-- Work to be completed --
Which lines below hold the word "study"? Copy all of them.

-- Extracted records --
+ + + +
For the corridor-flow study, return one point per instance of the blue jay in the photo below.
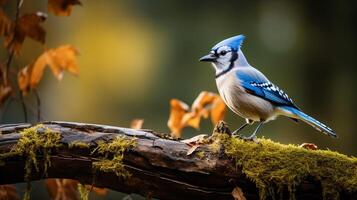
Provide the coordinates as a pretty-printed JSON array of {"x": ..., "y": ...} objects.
[{"x": 248, "y": 93}]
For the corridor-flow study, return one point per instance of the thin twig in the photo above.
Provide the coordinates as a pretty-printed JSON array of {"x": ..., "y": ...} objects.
[
  {"x": 11, "y": 55},
  {"x": 38, "y": 105},
  {"x": 23, "y": 106}
]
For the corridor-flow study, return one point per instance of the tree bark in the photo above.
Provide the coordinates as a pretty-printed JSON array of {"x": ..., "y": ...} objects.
[{"x": 159, "y": 167}]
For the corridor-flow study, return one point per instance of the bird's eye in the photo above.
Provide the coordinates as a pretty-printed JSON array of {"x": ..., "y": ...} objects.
[{"x": 223, "y": 52}]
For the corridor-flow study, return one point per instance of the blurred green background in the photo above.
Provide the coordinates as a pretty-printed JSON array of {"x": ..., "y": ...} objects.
[{"x": 136, "y": 55}]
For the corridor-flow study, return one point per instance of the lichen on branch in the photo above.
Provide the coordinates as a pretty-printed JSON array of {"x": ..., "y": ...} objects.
[
  {"x": 34, "y": 141},
  {"x": 274, "y": 167},
  {"x": 112, "y": 155}
]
+ + + +
-- Answer box --
For the corridor-flow study, return one point per instance of the blue jay in the photo below.
For the corridor-flow study, return one point per instance of the thin twig in the photo above.
For the corridor-flow study, return one point per instance of the tree bark in the photo above.
For the corridor-flow study, return one point per instance of the bird's eye in the photo above.
For the corridor-flow study, return one point per instance of the blurred green background in the photo above.
For the corridor-flow study, return one point per instance of the lichen on branch in the photo above.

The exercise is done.